(Text for analysis):

----

Q4 quant
Hi,
I recently found your quants.
I would much appreciate the Q4_XXL for this particular (or any other Qwen3.5-27B) model.
π
Do you have more then 24GB VRAM available? Because Q4_K_XXL would be 23GB with the same setting as Q6 is done.
Do you have more then 24GB VRAM available? Because Q4_K_XXL would be 23GB with the same setting as Q6 is done.
I have exactly 24GB VRAM and 64GB RAM. Q6 is just too much. Q4 would be ideal, as I can tune --n-gpu-layers to utilize my VRAM exactly.
I'm currently in a hunt of some improved Qwen3.5-27B at Q4, and I really like your XXL quants.
Deppending on what you need LLM for those quants may be a hit or a miss. I find them better performers when working with context, they feel smarter, however I still have problems finding best recipe for given model.
I made several quants of this model with different settings for attension and ffn_down weights, and find out, in my limited testing, that quant I made one of the first tries, that omitted setting attn_output in higher precission in fact performs better then quants with more precission for this weight made letter... also setting all attension weights to bf16 not nescesserly improved model performance. This is so wired.
But again, my testing is a bit too limited. They sure work for me however :P and if I find better recipe latter, I eventually reupload newer version, so do not be supprised if I remove this repo and reupload later :P
BTW, uploading Q4. It is not that extreme setting attention layers like some my other quants, and maybe setting bf16 is not always the way when making smaller quants... should be fine... or you tell me?
I have slow upload so it will take ~day.
BTW2. I don't normally make quants when someone asks me, but I still have full precission weights of this model and still plan to test some recipes to see if I can find better setting for weights... so you are lucky with this request :P
Thank you very much. Sorry for late response. Downloaded weights and they seem to be better than "raw" Unsloth's ones.

----

(Source material):
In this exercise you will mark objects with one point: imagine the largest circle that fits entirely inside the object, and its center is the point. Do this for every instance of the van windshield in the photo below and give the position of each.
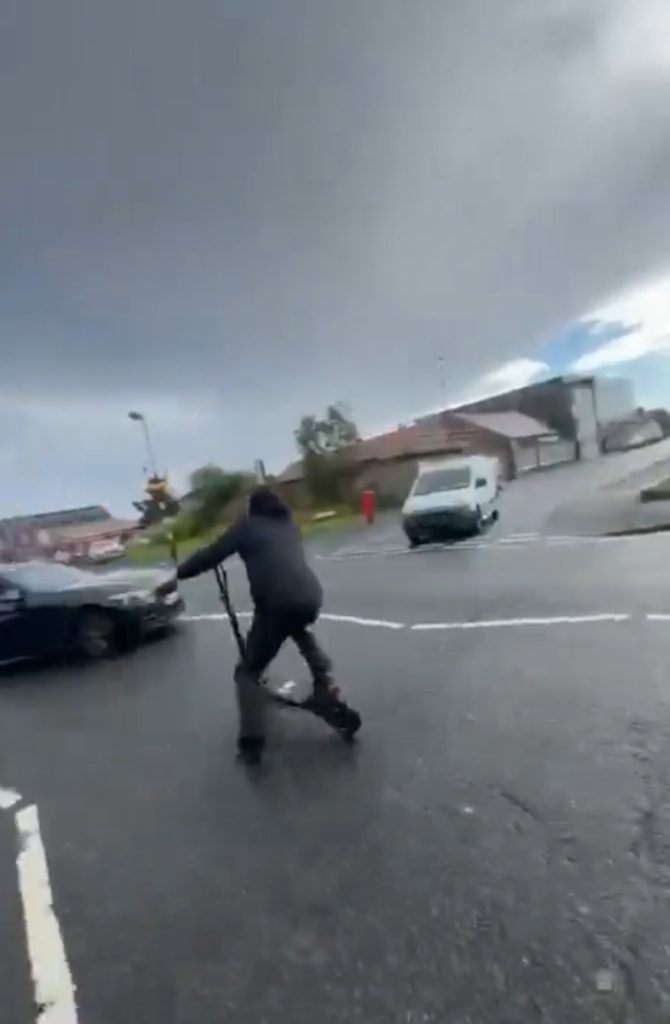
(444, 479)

----

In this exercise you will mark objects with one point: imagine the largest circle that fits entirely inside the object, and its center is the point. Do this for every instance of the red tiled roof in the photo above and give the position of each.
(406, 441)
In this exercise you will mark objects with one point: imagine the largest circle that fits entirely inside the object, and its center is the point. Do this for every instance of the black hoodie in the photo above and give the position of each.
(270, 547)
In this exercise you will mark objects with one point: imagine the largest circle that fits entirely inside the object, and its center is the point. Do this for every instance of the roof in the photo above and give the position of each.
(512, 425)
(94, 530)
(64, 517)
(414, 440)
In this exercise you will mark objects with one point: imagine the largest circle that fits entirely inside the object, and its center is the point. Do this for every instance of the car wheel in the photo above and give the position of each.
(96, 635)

----

(Exercise instructions):
Return, verbatim, the part of the forum thread about the Q4 quant that opens with the words containing "I have exactly" and closes with "for given model.". The entries are not needed for what follows.

(Solution to the problem):
I have exactly 24GB VRAM and 64GB RAM. Q6 is just too much. Q4 would be ideal, as I can tune --n-gpu-layers to utilize my VRAM exactly.
I'm currently in a hunt of some improved Qwen3.5-27B at Q4, and I really like your XXL quants.
Deppending on what you need LLM for those quants may be a hit or a miss. I find them better performers when working with context, they feel smarter, however I still have problems finding best recipe for given model.